## Completa quanto segue
A. Trascrivi dal testo sulle testine a bobina mobile il passo che va da "Il problema sta" fino a "un degrado proporzionale." incluso.
B. Prosegui il testo sulle testine a bobina mobile a partire dall'ultima frase riportata.

## Brano di testo

^^^^^^^^

In linea generale le bobine, per via della loro massa minore rispetto ai magneti di tipo tradizionale, permettono al cantilever di muoversi con libertà e precisione maggiori, attribuendo all’insieme formato dall’equipaggio mobile una massa inferiore. Il che vuol dire inerzia più contenuta e frequenza di risonanza più elevata, potenzialmente situata fuori dalla banda audio. Con tutto quel che ne consegue in termini di vantaggio per la qualità sonora e per le capacità di tracciamento.

Il problema sta nel fatto che le vere testine a bobina mobile hanno una tensione di uscita talmente bassa, dell’ordine di 0,1 mV o meno, tale da metterne in discussione la sfruttabilità ai fini della riproduzione sonora.

Livelli di uscita così ridotti causano problemi rilevanti per la realizzazione del preamplificatore. Innanzitutto per questioni di rapporto segnale/rumore, ma anche perché il maggior numero di stadi di amplificazione necessari allo scopo comporta un degrado proporzionale.

^^^^^^^^

## Righe memorizzate
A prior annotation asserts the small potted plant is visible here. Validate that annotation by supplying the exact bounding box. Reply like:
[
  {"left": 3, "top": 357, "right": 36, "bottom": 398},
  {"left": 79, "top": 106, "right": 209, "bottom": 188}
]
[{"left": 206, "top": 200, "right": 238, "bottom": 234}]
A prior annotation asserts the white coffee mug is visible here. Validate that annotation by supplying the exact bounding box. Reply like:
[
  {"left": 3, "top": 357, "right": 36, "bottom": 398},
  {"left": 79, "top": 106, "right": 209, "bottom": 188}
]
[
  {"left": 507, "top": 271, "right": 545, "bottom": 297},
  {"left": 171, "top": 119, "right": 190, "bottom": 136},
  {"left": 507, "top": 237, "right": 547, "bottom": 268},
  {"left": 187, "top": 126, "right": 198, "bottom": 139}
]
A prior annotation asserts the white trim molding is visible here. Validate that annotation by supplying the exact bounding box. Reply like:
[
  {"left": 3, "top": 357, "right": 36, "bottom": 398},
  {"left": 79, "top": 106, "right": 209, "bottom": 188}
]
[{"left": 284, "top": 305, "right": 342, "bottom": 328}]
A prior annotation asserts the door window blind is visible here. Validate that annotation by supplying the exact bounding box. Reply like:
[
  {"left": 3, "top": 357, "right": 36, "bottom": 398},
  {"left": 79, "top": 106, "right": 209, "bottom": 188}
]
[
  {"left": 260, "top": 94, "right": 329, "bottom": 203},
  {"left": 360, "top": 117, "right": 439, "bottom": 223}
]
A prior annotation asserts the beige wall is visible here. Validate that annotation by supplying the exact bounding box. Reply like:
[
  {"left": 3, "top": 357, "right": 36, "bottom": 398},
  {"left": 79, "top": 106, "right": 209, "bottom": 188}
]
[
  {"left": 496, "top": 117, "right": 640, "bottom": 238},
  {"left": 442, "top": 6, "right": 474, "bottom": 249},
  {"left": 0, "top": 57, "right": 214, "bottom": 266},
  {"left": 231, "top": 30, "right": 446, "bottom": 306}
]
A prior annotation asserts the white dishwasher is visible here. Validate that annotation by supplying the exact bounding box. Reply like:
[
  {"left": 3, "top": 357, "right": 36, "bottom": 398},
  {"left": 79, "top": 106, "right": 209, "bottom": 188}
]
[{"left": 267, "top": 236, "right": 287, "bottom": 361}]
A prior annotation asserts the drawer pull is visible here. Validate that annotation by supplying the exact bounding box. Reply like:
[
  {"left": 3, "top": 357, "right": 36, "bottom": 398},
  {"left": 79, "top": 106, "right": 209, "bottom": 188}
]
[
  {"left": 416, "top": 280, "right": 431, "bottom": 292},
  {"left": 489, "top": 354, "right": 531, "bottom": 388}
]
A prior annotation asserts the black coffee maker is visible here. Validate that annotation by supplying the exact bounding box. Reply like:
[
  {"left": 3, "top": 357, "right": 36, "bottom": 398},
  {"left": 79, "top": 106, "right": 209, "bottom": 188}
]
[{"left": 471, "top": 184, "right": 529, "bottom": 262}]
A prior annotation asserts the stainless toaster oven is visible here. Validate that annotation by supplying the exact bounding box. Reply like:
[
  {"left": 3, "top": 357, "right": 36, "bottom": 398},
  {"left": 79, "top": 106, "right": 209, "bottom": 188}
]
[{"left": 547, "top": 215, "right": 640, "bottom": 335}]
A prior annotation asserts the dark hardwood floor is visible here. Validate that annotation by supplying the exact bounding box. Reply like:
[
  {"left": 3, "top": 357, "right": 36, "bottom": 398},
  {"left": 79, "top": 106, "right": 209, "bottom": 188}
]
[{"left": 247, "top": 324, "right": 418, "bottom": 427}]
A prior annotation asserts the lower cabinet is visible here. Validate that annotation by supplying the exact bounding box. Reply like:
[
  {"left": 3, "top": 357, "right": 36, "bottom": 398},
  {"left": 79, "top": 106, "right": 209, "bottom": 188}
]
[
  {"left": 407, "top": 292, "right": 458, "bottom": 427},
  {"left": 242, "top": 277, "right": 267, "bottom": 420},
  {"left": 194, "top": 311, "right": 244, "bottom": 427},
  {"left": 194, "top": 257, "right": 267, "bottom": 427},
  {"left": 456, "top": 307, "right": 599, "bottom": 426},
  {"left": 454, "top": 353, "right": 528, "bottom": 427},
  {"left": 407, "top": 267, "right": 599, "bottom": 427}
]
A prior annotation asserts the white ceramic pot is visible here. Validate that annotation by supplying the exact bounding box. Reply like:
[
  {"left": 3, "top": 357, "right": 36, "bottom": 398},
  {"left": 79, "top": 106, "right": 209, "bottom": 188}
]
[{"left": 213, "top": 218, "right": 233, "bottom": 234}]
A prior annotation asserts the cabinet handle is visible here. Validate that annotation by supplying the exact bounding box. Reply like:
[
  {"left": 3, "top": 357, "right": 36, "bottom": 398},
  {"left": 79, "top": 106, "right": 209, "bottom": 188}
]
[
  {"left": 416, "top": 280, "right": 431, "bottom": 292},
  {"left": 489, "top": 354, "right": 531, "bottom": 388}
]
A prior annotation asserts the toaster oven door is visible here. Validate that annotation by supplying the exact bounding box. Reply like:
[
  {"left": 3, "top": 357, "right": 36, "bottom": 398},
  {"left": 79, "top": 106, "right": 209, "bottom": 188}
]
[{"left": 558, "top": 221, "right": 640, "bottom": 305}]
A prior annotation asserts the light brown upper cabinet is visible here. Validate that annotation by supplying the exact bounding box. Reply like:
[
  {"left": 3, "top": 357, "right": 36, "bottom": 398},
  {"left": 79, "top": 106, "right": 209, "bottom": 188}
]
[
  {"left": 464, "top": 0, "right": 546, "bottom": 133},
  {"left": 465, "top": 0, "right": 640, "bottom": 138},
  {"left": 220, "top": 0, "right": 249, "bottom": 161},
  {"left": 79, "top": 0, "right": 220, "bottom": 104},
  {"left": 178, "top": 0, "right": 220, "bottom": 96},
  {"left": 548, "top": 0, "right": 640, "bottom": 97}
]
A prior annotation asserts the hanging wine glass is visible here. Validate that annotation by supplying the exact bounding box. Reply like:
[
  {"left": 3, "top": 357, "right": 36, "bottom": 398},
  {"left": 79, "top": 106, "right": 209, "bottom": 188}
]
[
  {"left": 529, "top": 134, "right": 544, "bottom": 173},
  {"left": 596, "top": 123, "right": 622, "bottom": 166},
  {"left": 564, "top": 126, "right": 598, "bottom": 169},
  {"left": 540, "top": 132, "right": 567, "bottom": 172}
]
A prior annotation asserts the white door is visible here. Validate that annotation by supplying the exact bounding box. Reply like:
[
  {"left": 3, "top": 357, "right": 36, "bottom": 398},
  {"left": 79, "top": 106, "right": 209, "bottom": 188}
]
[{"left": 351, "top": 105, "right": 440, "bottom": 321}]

^^^^^^^^

## Risposte attese
A.
Il problema sta nel fatto che le vere testine a bobina mobile hanno una tensione di uscita talmente bassa, dell’ordine di 0,1 mV o meno, tale da metterne in discussione la sfruttabilità ai fini della riproduzione sonora.

Livelli di uscita così ridotti causano problemi rilevanti per la realizzazione del preamplificatore. Innanzitutto per questioni di rapporto segnale/rumore, ma anche perché il maggior numero di stadi di amplificazione necessari allo scopo comporta un degrado proporzionale.

B.
La ragione è semplice: minore è il numero di ostacoli che si frappone sul percorso del segnale audio e più le sue caratteristiche originarie vengono preservate. Oltretutto lo scoglio rappresentato dai componenti attivi, necessari allo scopo di elevare al punto giusto tensioni tanto infinitesimali, comporta le conseguenze maggiori in termini di degrado.

Le “vere” testine a bobina mobile, come ad esempio quella raffigurata nella foto di apertura, sono sempre più rare. I modelli oggi conosciuti come MC sono quasi sempre degli ibridi, proprio perché per avere una tensione di uscita apprezzabile i costruttori hanno due possibilità: aumentare il numero di spire delle bobine, il che ne accresce la massa, o altrimenti “rinforzarle” mediante l’impiego di nuclei magnetici, scelta che in qualche modo le imbastardisce.

Si può ricorrere anche a magneti fissi di potenza maggiore, i quali però come tutte le cose di questo mondo impongono la loro contropartita.

La soluzione delle bobine con nucleo magnetico, portata alle conseguenze estreme, ha permesso la realizzazione delle cosiddette MC ad alta uscita, che in realtà non sono né carne né pesce. Restano lontane dalla sonorità affascinante delle MC a uscita bassa o media, ma ne ripropongono buona parte delle problematiche. Si accontentano però dei preamplificatori phono dalla sensibilità adatta a quella delle comuni testine MM e questo è il loro motivo di essere principale.

 

Il terzo incomodo

Oltre a quelle menzionate esiste un’ulteriore tipologia di testine che in genere viene assimilata alle MM, sia pure in maniera alquanto superficiale. Ciò si deve soprattutto alla tensione di uscita dei modelli che ne fanno parte, simile a quella dei modelli a magnete mobile.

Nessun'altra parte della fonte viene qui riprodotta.